** PROBLEM DETAILS **
Can you retype each of the entries below, line for line, with no changes at all?

BEGIN RECORDS TO PROCESS

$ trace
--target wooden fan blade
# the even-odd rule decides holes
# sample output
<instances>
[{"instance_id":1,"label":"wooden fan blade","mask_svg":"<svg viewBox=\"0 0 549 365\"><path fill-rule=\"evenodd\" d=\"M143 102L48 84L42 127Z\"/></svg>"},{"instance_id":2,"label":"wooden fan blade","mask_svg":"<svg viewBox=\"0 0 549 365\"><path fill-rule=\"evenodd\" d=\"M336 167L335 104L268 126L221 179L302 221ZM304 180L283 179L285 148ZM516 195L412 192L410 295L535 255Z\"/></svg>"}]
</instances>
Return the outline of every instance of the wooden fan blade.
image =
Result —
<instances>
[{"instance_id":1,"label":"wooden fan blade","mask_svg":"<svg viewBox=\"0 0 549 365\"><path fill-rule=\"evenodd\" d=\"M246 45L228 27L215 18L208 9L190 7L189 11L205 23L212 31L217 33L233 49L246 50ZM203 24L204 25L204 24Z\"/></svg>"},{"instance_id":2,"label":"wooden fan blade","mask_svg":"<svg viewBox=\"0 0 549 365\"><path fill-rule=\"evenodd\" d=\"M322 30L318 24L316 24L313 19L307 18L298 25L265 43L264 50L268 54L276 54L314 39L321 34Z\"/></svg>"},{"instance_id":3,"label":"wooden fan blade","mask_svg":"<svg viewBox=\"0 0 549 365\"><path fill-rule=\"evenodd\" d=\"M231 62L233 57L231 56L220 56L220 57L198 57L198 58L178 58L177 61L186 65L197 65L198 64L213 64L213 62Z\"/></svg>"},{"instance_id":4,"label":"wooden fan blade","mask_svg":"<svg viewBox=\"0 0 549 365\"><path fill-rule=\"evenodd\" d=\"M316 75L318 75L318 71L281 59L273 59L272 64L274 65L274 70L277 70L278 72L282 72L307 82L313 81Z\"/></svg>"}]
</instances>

END RECORDS TO PROCESS

** WRITTEN RESPONSE **
$ trace
--target wooden fan blade
# the even-odd rule decides holes
# sample output
<instances>
[{"instance_id":1,"label":"wooden fan blade","mask_svg":"<svg viewBox=\"0 0 549 365\"><path fill-rule=\"evenodd\" d=\"M143 102L48 84L42 127Z\"/></svg>"},{"instance_id":2,"label":"wooden fan blade","mask_svg":"<svg viewBox=\"0 0 549 365\"><path fill-rule=\"evenodd\" d=\"M336 167L335 104L268 126L221 179L302 221ZM304 180L283 179L285 148ZM516 195L412 192L410 295L535 255Z\"/></svg>"}]
</instances>
Return the outline of every instance of the wooden fan blade.
image =
Result —
<instances>
[{"instance_id":1,"label":"wooden fan blade","mask_svg":"<svg viewBox=\"0 0 549 365\"><path fill-rule=\"evenodd\" d=\"M246 45L228 27L215 18L208 9L190 7L189 11L205 23L212 31L217 33L233 49L246 50ZM203 24L204 25L204 24Z\"/></svg>"},{"instance_id":2,"label":"wooden fan blade","mask_svg":"<svg viewBox=\"0 0 549 365\"><path fill-rule=\"evenodd\" d=\"M322 30L318 24L316 24L313 19L307 18L298 25L265 43L264 50L268 54L276 54L314 39L321 34Z\"/></svg>"},{"instance_id":3,"label":"wooden fan blade","mask_svg":"<svg viewBox=\"0 0 549 365\"><path fill-rule=\"evenodd\" d=\"M231 62L233 57L231 56L220 56L220 57L198 57L198 58L178 58L177 61L186 65L197 65L198 64L213 64L213 62Z\"/></svg>"},{"instance_id":4,"label":"wooden fan blade","mask_svg":"<svg viewBox=\"0 0 549 365\"><path fill-rule=\"evenodd\" d=\"M316 75L318 75L318 71L281 59L273 59L272 64L274 65L274 70L277 70L278 72L282 72L307 82L313 81Z\"/></svg>"}]
</instances>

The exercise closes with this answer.